**Exercise brief**
Copy the rows below with every "set-piece analysis" swapped for "parcel depot imagery" and nothing else altered. Leave out the pictures.

**Input material**
....

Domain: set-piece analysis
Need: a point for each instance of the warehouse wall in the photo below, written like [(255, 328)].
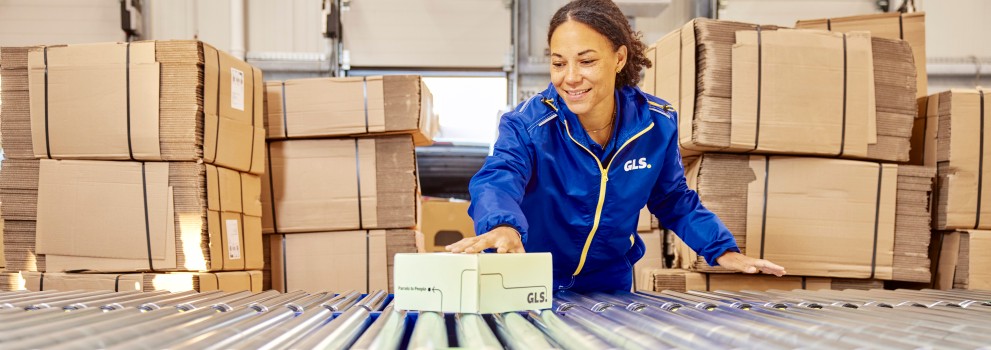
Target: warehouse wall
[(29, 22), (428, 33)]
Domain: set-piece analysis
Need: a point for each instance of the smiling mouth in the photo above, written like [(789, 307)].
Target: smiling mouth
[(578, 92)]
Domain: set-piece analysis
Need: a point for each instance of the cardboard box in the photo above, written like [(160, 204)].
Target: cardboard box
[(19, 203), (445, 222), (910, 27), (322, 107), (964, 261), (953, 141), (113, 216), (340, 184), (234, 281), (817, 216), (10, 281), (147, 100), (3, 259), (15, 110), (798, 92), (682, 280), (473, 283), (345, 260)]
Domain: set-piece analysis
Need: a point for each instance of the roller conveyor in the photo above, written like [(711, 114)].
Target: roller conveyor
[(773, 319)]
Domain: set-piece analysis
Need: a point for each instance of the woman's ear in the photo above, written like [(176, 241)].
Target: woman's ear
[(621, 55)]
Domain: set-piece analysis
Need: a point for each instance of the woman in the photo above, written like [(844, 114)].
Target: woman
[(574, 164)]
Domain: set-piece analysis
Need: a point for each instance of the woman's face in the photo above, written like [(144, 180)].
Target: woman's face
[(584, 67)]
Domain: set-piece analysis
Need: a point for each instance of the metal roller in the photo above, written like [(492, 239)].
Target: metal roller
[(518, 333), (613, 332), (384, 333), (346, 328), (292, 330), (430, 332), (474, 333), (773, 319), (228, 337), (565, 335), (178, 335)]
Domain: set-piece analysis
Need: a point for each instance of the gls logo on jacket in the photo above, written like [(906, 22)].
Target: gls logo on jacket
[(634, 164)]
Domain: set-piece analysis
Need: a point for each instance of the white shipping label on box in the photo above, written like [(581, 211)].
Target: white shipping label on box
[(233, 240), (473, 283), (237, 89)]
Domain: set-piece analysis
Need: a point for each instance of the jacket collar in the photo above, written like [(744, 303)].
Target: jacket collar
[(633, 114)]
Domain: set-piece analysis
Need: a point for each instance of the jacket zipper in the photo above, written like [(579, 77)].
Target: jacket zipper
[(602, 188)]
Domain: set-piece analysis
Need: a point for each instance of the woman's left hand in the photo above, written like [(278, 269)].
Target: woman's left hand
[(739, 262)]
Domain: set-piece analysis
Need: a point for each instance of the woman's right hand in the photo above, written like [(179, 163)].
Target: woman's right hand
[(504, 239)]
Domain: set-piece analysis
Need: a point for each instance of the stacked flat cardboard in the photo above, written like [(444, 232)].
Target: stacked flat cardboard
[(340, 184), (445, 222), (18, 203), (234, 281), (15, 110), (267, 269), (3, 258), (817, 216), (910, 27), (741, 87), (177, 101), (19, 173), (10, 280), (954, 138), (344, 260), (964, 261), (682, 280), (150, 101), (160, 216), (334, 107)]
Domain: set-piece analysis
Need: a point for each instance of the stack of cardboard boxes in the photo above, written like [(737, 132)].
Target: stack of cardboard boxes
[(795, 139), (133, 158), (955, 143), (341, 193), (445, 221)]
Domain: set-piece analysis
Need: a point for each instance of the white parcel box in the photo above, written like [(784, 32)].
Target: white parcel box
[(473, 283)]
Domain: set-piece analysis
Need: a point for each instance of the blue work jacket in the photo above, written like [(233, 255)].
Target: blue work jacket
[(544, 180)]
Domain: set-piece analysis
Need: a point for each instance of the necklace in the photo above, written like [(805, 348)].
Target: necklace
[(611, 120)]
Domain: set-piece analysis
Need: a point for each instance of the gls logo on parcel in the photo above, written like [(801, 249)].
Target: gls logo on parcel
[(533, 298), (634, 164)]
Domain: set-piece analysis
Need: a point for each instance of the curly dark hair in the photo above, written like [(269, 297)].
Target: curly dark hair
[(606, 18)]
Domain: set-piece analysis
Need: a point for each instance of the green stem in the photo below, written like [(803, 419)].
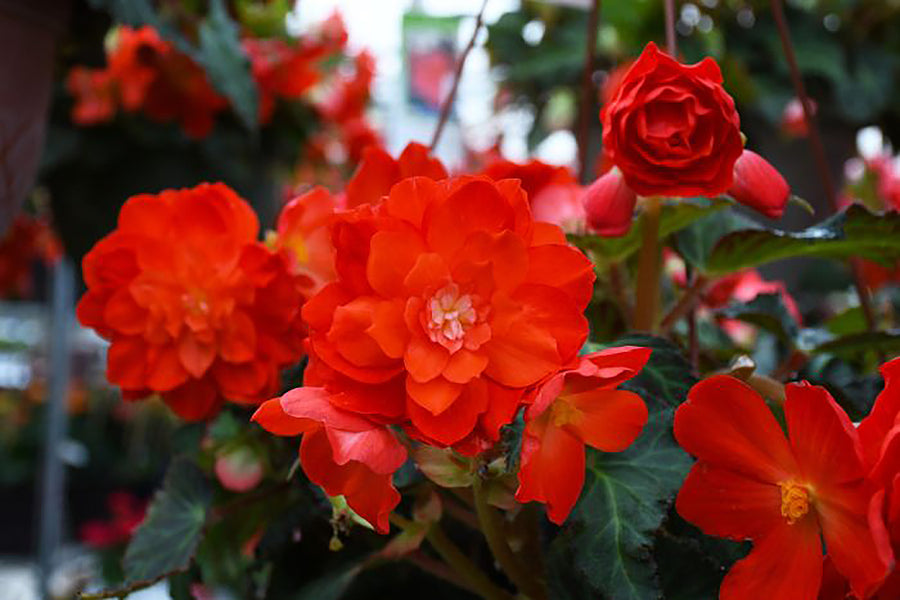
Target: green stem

....

**Response**
Domain: parcel depot imagery
Need: a point for each instance of the warehouse wall in the photo below, written like [(255, 328)].
Target: warehouse wall
[(29, 22), (428, 33)]
Domain: parcel depot imagery
Need: a point for each instance of the smiling mouth in the photo above, written like [(789, 307)].
Target: smiling mouth
[(578, 92)]
Domain: parcel depot imagery
Need: a point for each instance of the cardboard box in the photo above, written like [(160, 204)].
Target: cardboard box
[(19, 203), (445, 222), (910, 27), (322, 107), (964, 261), (953, 141), (113, 216), (340, 184), (234, 281), (817, 216), (10, 281), (147, 100), (3, 259), (15, 110), (798, 92), (682, 280), (473, 283), (345, 260)]
Domain: parcel depot imagery
Need: a point for each instance of the roller conveyor in the photo above, written like [(711, 114)].
Target: roller conveyor
[(773, 319)]
Domain: parcel depot imagery
Need: a point for each instance of the woman's ear in the photo above, written like [(176, 241)].
Target: woman's ear
[(621, 55)]
Domain: parcel depot imagery
Need: a point for each instance of the woman in the photo above, written like [(844, 114)].
Target: woman
[(574, 164)]
Domain: parcel depot imagery
Need: a point for each instance of the woman's face in the photo above, written like [(144, 180)].
Target: woman's face
[(584, 67)]
Domain: parcel depot imagery
Need: a point for each instance of the metal roller in the photo above, written like [(492, 239)].
Target: metal roller
[(518, 333), (613, 332), (384, 333), (346, 328), (292, 330), (430, 332), (474, 333), (773, 319), (228, 337), (565, 335), (178, 335)]
Domain: parcel depot imagery
Need: a point for each instance of the gls logo on jacket in the photo above, written like [(906, 22)].
Target: gls logo on jacket
[(634, 164)]
Domain: parcel depot imagery
Need: a point for each instance of the white shipping label on box in the photo above, written like [(581, 211)].
Target: white shipping label on box
[(233, 240), (473, 283), (237, 89)]
Domain: parcel depot imagery
Need: a point for each instance of the jacket collar in the photo above, written like [(744, 303)].
Target: jacket collar
[(633, 114)]
Domain: parcel depot imagery
Need: a point for each instance of the jacket zipper in the photo above, written like [(579, 77)].
Target: jacket zipper
[(602, 188)]
Domain: parcel depot imagery
Need: a point for each instance of the woman's left hand in the photo above, written like [(278, 269)].
Target: woman's left hand
[(739, 262)]
Domain: parcel depot imagery
Need: a point for each instance of the woman's right hand in the photo above, written like [(179, 163)].
Target: woman's right hand
[(504, 239)]
Domain: parcel depot imagery
Need: a point for each instance of the stacked flat cardboard in the photo above, written like [(444, 232)].
Target: stacked flat cardboard
[(340, 184), (445, 222), (18, 203), (234, 281), (15, 110), (267, 269), (3, 258), (817, 216), (910, 27), (741, 87), (177, 101), (19, 173), (10, 280), (954, 138), (344, 260), (964, 261), (682, 280), (150, 101), (160, 216), (334, 107)]
Domain: parcel depot imagery
Need: a point for each instance of the stack of cardboard boxes in the photo above, written like [(737, 132)].
Target: stack of cardboard boxes
[(795, 139), (133, 158), (955, 143), (341, 193), (445, 221)]
Domain: parcel depot imagery
Need: a point for each instance of the white parcel box in the photo above, written like [(784, 32)].
Target: white parcel box
[(473, 283)]
Domain: parcel depot imagery
Need: a point for each instance of the blue work jacket in the photo above, written like [(233, 255)].
Target: blue work jacket
[(544, 180)]
Domain: parcel depot imagery
Need: a point for each instance of the necklace in the photo above, written like [(805, 348)].
Target: necklace
[(611, 120)]
Domain: parcel depot imagery
Need: a point for each instance of the gls logo on parcel in the photo above, written like [(801, 249)].
Target: gls logo on parcel
[(533, 298), (634, 164)]
Domain: parcel depot imagery
Need: a point for each instance of the curly dark hair in the photo above, written like [(269, 297)].
Target: curly dark hair
[(606, 18)]
Domain: parcel depot imagery
Need: a point for each instance of the green stem in the photo below, written like [(803, 419)].
Target: green stem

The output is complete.